*EXERCISE GOAL*. Reproduce, line for line, the portion of the data below that begins with the line containing "Above is a UI screenshot. Highlight the blue jersey" and continues through the final line of the data, including both of those lines.

(Box annotations for photos)
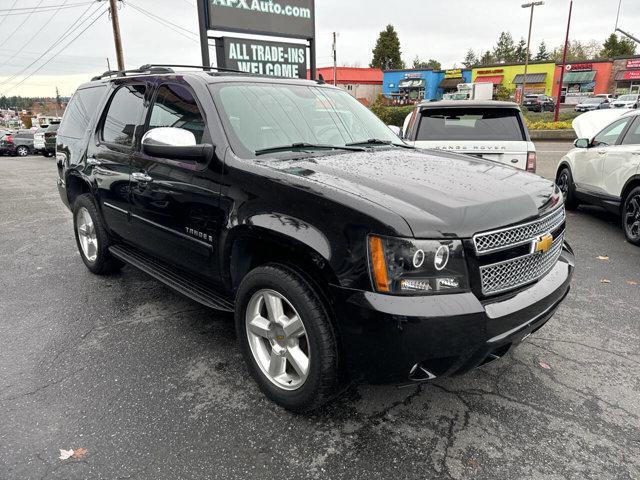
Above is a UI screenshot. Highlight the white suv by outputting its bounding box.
[402,100,536,172]
[556,111,640,246]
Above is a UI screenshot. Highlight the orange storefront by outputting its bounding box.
[553,60,613,103]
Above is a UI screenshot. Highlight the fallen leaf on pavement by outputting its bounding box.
[72,448,87,458]
[60,449,73,460]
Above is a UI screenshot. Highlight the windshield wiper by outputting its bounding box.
[347,138,413,148]
[254,142,364,155]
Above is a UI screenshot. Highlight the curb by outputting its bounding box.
[529,130,578,141]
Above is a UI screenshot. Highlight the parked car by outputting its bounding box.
[33,125,49,157]
[575,97,611,112]
[522,95,556,112]
[556,111,640,246]
[402,100,536,172]
[57,66,574,411]
[611,93,640,108]
[0,130,33,157]
[43,122,60,157]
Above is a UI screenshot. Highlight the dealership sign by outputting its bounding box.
[207,0,315,39]
[218,37,307,78]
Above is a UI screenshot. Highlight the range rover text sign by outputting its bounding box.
[218,37,307,78]
[207,0,315,39]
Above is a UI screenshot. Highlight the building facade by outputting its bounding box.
[317,67,383,105]
[382,69,471,104]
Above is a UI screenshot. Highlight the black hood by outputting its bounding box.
[265,148,559,238]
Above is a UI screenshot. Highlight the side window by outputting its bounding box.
[58,85,107,139]
[622,117,640,146]
[149,84,205,143]
[102,85,146,147]
[593,118,629,147]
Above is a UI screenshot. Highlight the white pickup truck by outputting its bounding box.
[402,100,536,172]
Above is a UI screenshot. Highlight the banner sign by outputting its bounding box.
[218,37,307,78]
[627,58,640,70]
[444,68,462,78]
[207,0,315,39]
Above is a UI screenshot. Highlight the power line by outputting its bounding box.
[0,0,69,67]
[0,0,44,47]
[3,9,108,95]
[0,5,101,85]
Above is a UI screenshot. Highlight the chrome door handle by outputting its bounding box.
[131,172,153,183]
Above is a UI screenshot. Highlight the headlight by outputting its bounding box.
[368,235,469,295]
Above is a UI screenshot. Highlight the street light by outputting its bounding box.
[520,2,544,105]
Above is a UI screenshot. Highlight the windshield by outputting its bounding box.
[416,108,526,141]
[211,82,402,158]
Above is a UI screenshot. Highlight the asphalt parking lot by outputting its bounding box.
[0,143,640,480]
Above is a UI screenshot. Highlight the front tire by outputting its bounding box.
[622,187,640,246]
[73,194,122,275]
[235,264,339,412]
[556,167,578,210]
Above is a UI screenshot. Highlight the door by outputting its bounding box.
[603,117,640,198]
[131,81,221,279]
[572,117,630,196]
[87,83,147,239]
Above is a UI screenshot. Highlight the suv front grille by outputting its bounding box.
[473,205,566,255]
[480,230,564,295]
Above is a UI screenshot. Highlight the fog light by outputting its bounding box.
[433,245,449,271]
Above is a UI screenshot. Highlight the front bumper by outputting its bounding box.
[332,243,574,383]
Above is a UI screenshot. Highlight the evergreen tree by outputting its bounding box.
[370,25,404,70]
[514,38,531,63]
[493,32,516,63]
[462,48,480,68]
[535,40,550,60]
[600,33,636,58]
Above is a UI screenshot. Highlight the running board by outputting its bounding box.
[109,245,234,312]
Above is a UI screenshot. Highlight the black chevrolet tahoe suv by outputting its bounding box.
[57,66,574,411]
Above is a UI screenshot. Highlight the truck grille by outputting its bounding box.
[480,230,564,295]
[473,205,566,255]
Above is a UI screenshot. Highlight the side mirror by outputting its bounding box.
[387,125,402,138]
[573,138,591,148]
[142,127,215,163]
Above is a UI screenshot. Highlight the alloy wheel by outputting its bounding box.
[76,207,98,262]
[245,289,311,391]
[624,194,640,240]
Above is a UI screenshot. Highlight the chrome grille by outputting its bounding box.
[480,235,564,295]
[473,205,566,255]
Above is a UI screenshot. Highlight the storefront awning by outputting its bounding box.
[438,77,464,88]
[562,72,596,83]
[512,73,547,84]
[476,75,504,85]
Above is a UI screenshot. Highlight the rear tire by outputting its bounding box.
[556,167,578,210]
[622,187,640,247]
[73,193,122,275]
[235,264,339,412]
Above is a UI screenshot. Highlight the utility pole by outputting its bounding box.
[109,0,124,70]
[553,0,573,122]
[333,32,338,86]
[520,1,544,105]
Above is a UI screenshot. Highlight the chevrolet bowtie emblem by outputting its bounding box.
[533,233,553,253]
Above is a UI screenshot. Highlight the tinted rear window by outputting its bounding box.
[416,108,525,141]
[58,85,107,138]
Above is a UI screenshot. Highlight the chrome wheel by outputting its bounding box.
[245,290,311,390]
[76,207,98,262]
[624,195,640,240]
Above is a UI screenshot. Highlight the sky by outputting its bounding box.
[0,0,640,96]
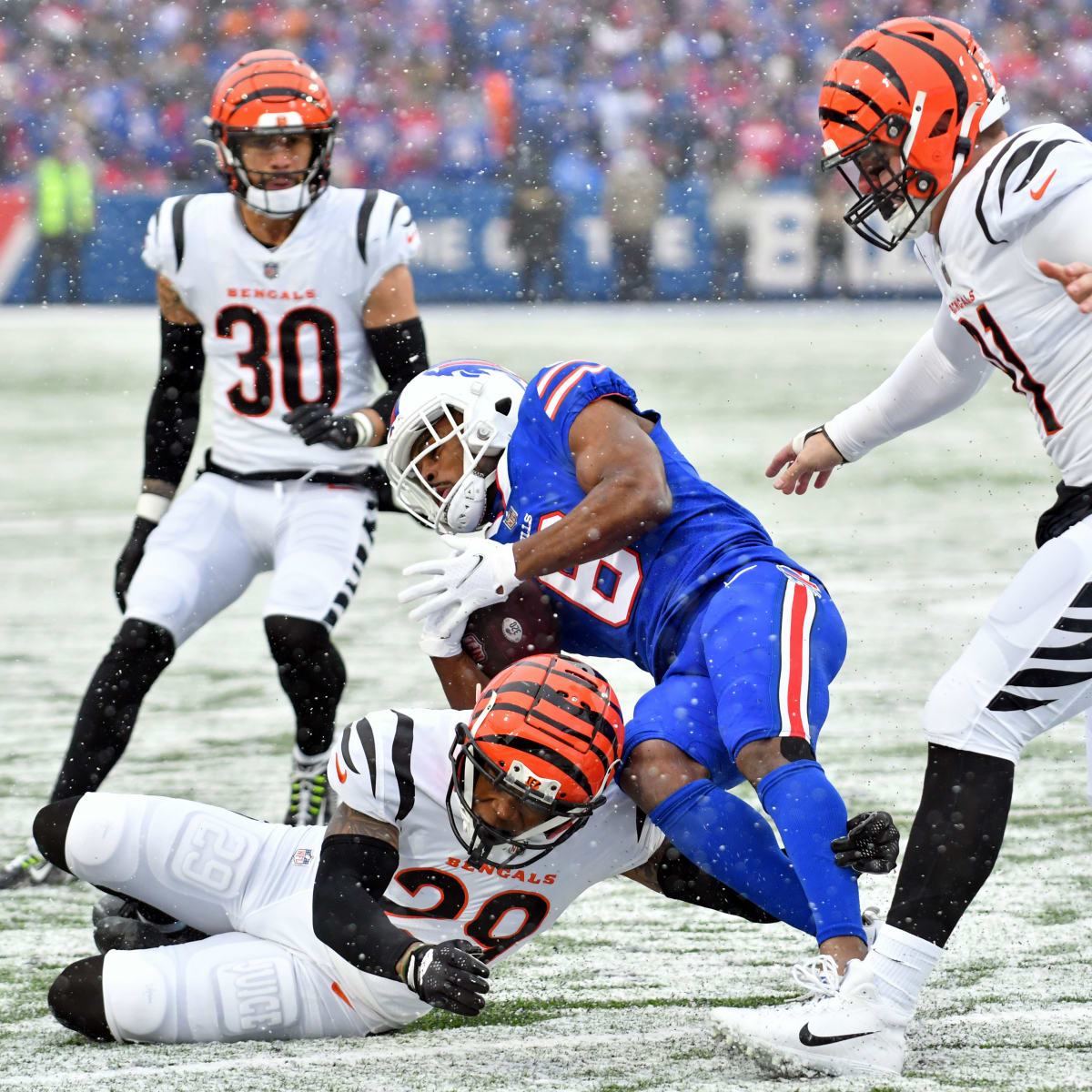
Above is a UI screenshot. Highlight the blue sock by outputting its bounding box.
[758,761,864,944]
[649,781,816,935]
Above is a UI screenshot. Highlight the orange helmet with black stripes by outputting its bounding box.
[819,16,1009,250]
[448,653,624,866]
[206,49,338,218]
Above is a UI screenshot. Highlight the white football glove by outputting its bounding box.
[420,598,466,660]
[399,535,520,632]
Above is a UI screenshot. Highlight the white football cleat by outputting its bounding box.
[711,956,907,1077]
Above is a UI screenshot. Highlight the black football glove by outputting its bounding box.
[406,940,490,1016]
[114,515,157,612]
[282,402,362,451]
[830,812,899,874]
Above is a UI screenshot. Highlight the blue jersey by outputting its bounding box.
[488,360,799,682]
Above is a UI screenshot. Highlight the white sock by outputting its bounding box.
[864,923,944,1020]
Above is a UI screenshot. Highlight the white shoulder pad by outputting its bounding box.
[141,197,189,279]
[974,122,1092,246]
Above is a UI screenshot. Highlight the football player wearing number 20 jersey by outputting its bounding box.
[34,655,812,1043]
[720,17,1092,1074]
[0,49,427,886]
[388,360,899,983]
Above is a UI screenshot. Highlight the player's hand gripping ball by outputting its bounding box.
[462,580,561,678]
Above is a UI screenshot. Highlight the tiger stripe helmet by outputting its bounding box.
[448,653,624,867]
[203,49,338,218]
[819,16,1009,250]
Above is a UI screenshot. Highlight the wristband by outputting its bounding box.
[136,492,170,523]
[349,410,376,448]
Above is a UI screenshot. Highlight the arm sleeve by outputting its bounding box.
[144,316,206,486]
[365,318,428,427]
[825,308,992,463]
[311,834,415,981]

*THE RESULT*.
Above is a UI screenshot. Highlight the blue jersey by outputting its bounding box.
[488,360,799,682]
Above is a UI screenshot. Highlight the white sock by outputting its bounding box.
[864,923,944,1020]
Above is a UI screenshot. Highlight the white shoulder pad by outputting its bounding box.
[141,197,189,279]
[974,122,1092,246]
Above is a UI screenshot. Highlight the football player wearing number 20 jersey by outputting its bounding box.
[34,655,812,1043]
[720,17,1092,1074]
[0,49,427,886]
[388,360,899,983]
Above is a UI screenshot. Highlight the player's hand gripping ball by outputting its bounding box.
[462,580,561,678]
Above is a UI screenshot. Highlight the tiger stripe helmet by outputting its bounding box.
[448,653,624,867]
[203,49,338,218]
[819,16,1009,250]
Above is a UI screenshot. Highlight the wristband by outputting its bounding box.
[136,492,170,523]
[349,410,376,448]
Above is a UI screenshot. Highlight the arm sleeve by outputting its bounding box.
[144,316,206,486]
[365,318,428,427]
[825,308,992,463]
[311,834,415,981]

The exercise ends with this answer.